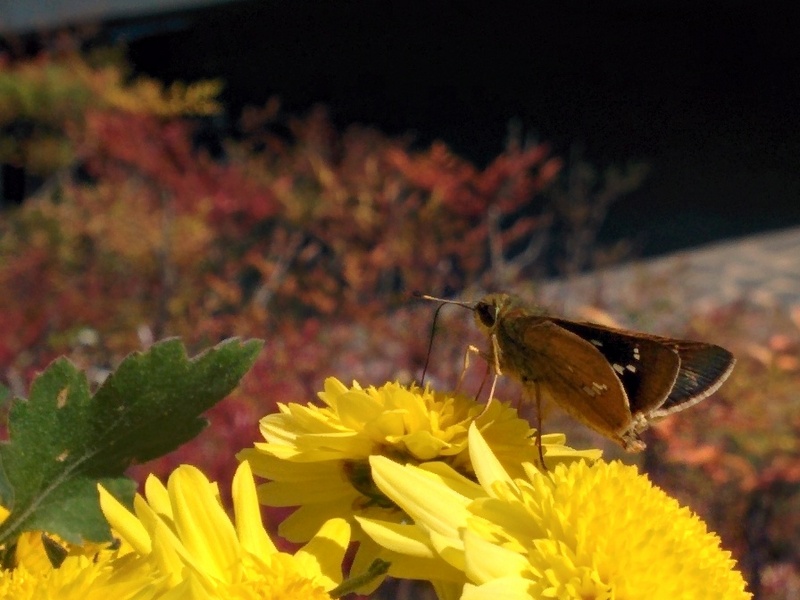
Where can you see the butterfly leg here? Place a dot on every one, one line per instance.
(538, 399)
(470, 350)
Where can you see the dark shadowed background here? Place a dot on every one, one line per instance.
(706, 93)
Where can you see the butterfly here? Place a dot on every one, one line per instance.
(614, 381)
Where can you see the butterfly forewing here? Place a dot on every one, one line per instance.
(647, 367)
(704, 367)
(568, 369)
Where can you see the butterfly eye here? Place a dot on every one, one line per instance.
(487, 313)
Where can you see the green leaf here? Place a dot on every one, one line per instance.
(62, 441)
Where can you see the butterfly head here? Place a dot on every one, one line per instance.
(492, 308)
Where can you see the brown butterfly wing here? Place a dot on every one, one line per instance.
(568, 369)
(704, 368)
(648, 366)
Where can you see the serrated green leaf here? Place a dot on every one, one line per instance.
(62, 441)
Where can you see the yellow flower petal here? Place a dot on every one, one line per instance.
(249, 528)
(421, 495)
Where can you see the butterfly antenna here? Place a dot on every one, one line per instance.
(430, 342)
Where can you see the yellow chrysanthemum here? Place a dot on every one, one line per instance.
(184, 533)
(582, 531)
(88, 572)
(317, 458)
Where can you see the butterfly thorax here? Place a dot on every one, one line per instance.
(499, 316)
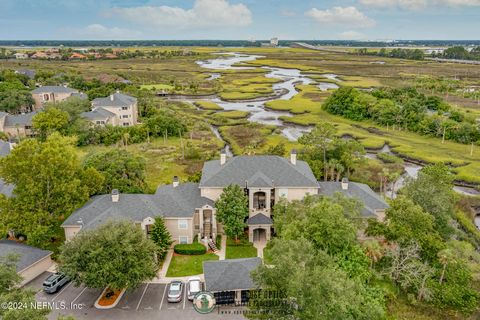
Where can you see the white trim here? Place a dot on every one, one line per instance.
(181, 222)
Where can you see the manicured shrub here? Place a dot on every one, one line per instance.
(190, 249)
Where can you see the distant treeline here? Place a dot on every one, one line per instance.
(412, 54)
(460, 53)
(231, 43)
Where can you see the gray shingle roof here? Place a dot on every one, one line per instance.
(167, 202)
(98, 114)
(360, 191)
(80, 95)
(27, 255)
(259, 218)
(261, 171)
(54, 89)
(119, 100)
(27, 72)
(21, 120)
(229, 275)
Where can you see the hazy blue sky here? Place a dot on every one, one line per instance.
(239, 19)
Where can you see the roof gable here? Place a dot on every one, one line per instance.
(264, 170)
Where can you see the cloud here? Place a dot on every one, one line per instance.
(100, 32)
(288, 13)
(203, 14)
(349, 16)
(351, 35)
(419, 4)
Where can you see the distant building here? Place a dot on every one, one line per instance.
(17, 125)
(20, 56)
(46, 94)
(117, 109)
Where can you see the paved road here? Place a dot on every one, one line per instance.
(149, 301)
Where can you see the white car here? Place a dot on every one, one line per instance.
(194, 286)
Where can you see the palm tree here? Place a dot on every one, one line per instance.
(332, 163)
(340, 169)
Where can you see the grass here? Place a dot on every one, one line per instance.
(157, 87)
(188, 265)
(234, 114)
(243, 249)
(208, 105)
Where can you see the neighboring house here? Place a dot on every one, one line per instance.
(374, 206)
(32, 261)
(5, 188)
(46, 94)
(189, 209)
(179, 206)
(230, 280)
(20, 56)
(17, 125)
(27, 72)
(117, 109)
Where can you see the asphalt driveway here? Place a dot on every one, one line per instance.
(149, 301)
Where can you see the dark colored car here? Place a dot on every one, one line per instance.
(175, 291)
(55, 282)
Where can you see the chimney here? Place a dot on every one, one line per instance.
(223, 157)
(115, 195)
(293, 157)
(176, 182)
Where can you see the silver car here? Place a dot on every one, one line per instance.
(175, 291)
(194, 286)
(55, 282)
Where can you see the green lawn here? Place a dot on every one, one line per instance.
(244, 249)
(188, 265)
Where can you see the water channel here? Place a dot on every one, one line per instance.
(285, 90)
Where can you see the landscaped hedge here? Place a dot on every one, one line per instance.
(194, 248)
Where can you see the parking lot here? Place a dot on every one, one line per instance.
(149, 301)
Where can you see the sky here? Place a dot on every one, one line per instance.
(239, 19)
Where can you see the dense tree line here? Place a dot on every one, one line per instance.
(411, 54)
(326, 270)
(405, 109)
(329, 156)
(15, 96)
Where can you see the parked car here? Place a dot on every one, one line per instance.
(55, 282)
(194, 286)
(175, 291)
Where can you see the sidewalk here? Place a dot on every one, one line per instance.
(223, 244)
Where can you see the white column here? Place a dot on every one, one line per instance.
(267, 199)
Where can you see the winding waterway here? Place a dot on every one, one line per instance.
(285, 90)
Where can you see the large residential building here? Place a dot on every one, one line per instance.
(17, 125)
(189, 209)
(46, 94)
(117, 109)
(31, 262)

________________________

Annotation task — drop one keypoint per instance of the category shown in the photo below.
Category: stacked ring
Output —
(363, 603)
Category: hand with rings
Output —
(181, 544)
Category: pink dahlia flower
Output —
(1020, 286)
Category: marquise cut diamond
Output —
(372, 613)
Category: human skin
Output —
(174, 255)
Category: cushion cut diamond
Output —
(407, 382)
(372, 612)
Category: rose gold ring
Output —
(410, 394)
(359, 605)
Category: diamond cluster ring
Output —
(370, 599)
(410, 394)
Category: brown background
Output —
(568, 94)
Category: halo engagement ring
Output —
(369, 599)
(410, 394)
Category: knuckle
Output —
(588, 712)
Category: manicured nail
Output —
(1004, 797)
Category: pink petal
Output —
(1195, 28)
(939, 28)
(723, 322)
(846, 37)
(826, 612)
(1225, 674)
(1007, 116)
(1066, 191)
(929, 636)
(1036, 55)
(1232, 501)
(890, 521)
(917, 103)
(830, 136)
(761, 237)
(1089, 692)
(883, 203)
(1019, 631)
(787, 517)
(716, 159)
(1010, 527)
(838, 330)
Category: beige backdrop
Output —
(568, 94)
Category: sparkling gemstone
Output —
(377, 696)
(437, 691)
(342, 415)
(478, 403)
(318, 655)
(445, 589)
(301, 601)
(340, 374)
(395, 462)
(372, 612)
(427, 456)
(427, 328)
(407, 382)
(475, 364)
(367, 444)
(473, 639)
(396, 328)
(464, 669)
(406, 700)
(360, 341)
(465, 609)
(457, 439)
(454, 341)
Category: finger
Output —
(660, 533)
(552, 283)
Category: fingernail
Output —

________________________

> _Exercise_: Your answer should consist solely of the lines above from the line with "Category: stacked ring" to the line with "Category: pink petal", both included, reproduced exactly.

> _Your solution_:
Category: stacked ring
Output —
(363, 603)
Category: hand with rings
Output —
(181, 544)
Category: pink dahlia flower
Output —
(1020, 286)
Category: marquise cut diamond
Output —
(372, 613)
Category: human skin
Output —
(174, 255)
Category: cushion cut diamond
Output —
(407, 382)
(372, 612)
Category: rose gold ring
Output —
(410, 394)
(359, 605)
Category: diamond cluster ring
Output —
(370, 599)
(410, 394)
Category: brown background
Output —
(568, 94)
Category: halo engagement ring
Output —
(369, 599)
(410, 394)
Category: knuckle
Output —
(588, 712)
Category: manicured nail
Output —
(1004, 797)
Category: pink petal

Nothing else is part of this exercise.